▶ [Text segment]
§

Experience with intraarterial abciximab for the treatment of thromboembolism during endovascular coil embolization is limited. The authors report the outcome of intraarterial abciximab use, with an emphasis on fatal hemorrhagic complications.
Between March 2003 and May 2006, the authors treated 606 aneurysms by using endovascular coil embolization, and in 32 (5.3%) of these aneurysms (31 patients) an intraarterial thrombus developed. Sixteen of these aneurysms were ruptured and the other 16 were unruptured. Arterial thrombi were totally occlusive in 3 and partially occlusive in the remaining 29 cases. Intraarterial abciximab was administered at a concentration of 0.2 mg/ml as a bolus of 4–15 mg over a period of 15–30 minutes.
Complete thrombolysis was achieved in 17 (53%) and partial thrombolysis in 15 (47%) of 32 lesions. Twenty-eight patients (90.3%) were asymptomatic after abciximab thrombolysis, but 3 had postprocedural rebleeding that occurred after abciximab treatment; all of these patients had recently experienced an aneurysm rupture. Of these patients, 1 displayed severe thrombocytopenia and the other 2 showed a > 25% reduction in platelet count after abciximab treatment.
Intraarterial abciximab is effective for the treatment of thromboembolic complications that occur during intracranial aneurysm coil insertion. Nevertheless, attention should be paid to prevent potentially fatal complications such as thrombocytopenia and hemorrhage, especially in patients with a ruptured aneurysm.

§

▶ [What is expected]
Reproduce the passage of the study abstract from "Experience with intraarterial" up to and including "of 15–30 minutes.", word for word. The data that follows is separate material, unconnected to the study abstract.

▶ [Material provided]
§

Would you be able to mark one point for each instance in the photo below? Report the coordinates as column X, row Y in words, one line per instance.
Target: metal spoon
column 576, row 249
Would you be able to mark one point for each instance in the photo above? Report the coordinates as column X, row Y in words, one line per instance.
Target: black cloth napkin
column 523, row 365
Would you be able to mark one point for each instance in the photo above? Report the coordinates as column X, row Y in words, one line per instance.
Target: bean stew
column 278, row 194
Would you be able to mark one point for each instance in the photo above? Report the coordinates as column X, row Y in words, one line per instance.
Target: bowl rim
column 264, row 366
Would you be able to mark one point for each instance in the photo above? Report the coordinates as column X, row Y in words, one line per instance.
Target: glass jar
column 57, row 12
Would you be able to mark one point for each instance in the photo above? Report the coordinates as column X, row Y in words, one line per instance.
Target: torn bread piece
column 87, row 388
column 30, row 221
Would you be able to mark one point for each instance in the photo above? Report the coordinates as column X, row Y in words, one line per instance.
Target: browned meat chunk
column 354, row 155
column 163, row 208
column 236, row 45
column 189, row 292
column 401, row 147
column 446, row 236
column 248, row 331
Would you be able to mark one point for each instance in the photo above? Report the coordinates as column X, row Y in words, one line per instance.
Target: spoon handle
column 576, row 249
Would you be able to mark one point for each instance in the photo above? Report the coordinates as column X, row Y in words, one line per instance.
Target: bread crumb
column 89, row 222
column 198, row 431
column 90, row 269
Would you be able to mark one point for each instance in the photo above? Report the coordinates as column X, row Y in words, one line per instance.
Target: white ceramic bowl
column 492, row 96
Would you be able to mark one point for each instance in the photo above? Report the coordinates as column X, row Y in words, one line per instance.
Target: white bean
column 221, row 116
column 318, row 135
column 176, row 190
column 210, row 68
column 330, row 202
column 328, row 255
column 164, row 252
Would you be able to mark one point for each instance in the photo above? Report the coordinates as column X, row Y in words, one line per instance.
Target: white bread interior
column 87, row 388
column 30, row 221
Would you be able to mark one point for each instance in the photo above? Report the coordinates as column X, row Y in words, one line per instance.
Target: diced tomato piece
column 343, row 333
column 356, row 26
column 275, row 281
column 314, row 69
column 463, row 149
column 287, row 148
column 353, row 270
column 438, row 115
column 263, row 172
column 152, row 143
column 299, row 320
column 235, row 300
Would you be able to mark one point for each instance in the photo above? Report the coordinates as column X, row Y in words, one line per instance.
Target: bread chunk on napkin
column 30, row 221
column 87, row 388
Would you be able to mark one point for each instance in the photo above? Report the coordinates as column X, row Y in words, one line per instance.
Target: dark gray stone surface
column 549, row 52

§

▶ [Response to this task]
Experience with intraarterial abciximab for the treatment of thromboembolism during endovascular coil embolization is limited. The authors report the outcome of intraarterial abciximab use, with an emphasis on fatal hemorrhagic complications.
Between March 2003 and May 2006, the authors treated 606 aneurysms by using endovascular coil embolization, and in 32 (5.3%) of these aneurysms (31 patients) an intraarterial thrombus developed. Sixteen of these aneurysms were ruptured and the other 16 were unruptured. Arterial thrombi were totally occlusive in 3 and partially occlusive in the remaining 29 cases. Intraarterial abciximab was administered at a concentration of 0.2 mg/ml as a bolus of 4–15 mg over a period of 15–30 minutes.